— Testo di studio —
------------------------------------------------
Una storia che ha dell’incredibile e che, purtroppo, non è un caso isolato nel panorama del lavoro sommerso italiano.
Un imprenditore cinese operante in Italia è finito sotto i riflettori della giustizia per aver messo in piedi un sistema di sfruttamento che ricorda più un lager che un’azienda.
Ai suoi operai, italiani e stranieri, veniva richiesto di restituirgli 33 euro per ogni giorno di assenza dal lavoro. Una penale assurda, imposta anche in caso di malattia o gravi necessità familiari.
Le indagini, partite da una segnalazione anonima e poi sviluppate grazie all’intervento della Guardia di Finanza e dell’Ispettorato del Lavoro, hanno portato alla luce una situazione da incubo: turni massacranti, stipendi irregolari, assenza di contratti, e minacce continue per chiunque osasse lamentarsi.
------------------------------------------------
— Esercizio —
Scrivi il seguito del testo sull'imprenditore che sfruttava i suoi operai, partendo subito dopo l'ultima frase.

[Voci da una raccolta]
------------------------------------------------
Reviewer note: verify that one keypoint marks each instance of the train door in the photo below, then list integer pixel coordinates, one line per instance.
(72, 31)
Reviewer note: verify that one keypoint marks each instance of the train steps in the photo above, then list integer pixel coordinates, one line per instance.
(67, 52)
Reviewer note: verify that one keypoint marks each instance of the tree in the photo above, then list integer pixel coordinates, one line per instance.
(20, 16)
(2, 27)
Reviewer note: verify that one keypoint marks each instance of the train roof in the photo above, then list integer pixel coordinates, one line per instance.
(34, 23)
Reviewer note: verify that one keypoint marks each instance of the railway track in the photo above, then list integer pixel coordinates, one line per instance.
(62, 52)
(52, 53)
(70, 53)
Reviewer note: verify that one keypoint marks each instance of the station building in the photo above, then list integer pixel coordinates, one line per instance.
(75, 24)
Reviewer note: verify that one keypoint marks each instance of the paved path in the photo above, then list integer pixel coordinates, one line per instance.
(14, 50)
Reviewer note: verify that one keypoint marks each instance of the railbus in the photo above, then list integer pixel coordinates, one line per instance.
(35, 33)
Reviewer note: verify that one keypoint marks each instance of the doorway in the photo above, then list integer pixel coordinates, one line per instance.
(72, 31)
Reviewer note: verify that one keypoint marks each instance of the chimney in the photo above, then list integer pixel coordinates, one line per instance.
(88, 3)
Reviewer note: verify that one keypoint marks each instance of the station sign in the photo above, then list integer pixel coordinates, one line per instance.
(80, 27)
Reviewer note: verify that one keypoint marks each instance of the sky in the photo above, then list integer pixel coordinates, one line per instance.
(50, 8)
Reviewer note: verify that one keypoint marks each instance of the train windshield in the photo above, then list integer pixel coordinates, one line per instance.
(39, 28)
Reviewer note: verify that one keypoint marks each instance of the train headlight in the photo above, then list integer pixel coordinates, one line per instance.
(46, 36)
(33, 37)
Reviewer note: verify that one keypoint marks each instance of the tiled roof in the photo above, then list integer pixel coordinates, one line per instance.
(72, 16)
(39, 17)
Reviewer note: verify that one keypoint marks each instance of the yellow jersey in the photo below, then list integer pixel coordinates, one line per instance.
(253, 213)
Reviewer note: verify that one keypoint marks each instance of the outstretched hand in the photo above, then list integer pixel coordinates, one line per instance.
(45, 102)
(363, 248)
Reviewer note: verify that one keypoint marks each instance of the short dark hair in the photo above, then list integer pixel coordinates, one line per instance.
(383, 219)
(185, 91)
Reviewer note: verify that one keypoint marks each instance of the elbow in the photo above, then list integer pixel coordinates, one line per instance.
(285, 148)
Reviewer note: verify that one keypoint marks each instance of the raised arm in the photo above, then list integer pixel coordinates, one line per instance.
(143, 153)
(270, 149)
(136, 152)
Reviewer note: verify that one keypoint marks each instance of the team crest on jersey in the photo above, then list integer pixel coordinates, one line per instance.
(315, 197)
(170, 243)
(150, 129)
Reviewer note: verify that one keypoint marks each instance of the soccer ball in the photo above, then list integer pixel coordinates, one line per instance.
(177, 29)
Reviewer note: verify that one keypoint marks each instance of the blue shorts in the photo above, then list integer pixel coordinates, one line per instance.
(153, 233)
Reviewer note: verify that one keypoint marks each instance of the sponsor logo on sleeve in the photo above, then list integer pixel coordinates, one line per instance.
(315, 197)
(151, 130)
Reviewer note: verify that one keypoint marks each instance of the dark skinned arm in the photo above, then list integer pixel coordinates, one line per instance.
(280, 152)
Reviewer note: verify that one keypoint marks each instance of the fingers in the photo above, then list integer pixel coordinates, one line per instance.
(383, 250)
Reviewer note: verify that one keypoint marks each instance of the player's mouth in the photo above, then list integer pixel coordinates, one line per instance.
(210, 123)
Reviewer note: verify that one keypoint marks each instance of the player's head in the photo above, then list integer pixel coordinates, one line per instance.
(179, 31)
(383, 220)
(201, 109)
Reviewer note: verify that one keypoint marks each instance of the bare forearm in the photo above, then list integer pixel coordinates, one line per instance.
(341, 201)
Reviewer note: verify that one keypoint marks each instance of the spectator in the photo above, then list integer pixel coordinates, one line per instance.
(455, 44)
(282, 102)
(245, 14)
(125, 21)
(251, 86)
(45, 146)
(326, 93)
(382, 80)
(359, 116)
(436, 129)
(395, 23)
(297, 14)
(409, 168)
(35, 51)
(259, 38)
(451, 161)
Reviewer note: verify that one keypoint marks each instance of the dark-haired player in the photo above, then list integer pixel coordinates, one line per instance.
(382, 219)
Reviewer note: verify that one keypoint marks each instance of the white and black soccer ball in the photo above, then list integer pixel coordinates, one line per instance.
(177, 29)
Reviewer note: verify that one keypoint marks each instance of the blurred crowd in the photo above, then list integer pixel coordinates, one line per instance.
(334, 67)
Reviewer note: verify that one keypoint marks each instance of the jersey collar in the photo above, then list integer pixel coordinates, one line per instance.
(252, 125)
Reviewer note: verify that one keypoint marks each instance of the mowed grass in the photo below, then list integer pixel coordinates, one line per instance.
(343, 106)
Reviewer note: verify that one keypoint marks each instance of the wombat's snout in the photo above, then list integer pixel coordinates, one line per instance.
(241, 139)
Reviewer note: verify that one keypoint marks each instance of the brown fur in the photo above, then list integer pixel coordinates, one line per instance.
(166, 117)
------------------------------------------------
— Risultato —
Alcuni operai hanno riferito di aver subito insulti e intimidazioni, mentre altri, per non perdere il lavoro, accettavano in silenzio condizioni disumane. Il datore di lavoro, nel tentativo di giustificare la clausola dei 33 euro, avrebbe parlato di “compensazione per i danni alla produttività”.
Ma la realtà è che, in un clima di totale assenza di diritti, l’assenza di un lavoratore veniva trattata come una colpa da espiare con denaro contante — che finiva direttamente nelle tasche dell’imprenditore. Una doppia beffa: lavorare in condizioni al limite della schiavitù e, in caso di malattia o necessità, dover persino pagare.
Un sistema perverso che sfrutta la disperazione, la precarietà, la paura. E che non colpisce solo i lavoratori stranieri, spesso privi di tutele e facilmente ricattabili, ma anche gli italiani costretti ad accettare lavori al nero per sopravvivere.
Il caso è ora al vaglio della magistratura, con accuse pesanti: intermediazione illecita e sfruttamento del lavoro, estorsione, evasione fiscale, e violazione delle norme sulla sicurezza e sui contratti.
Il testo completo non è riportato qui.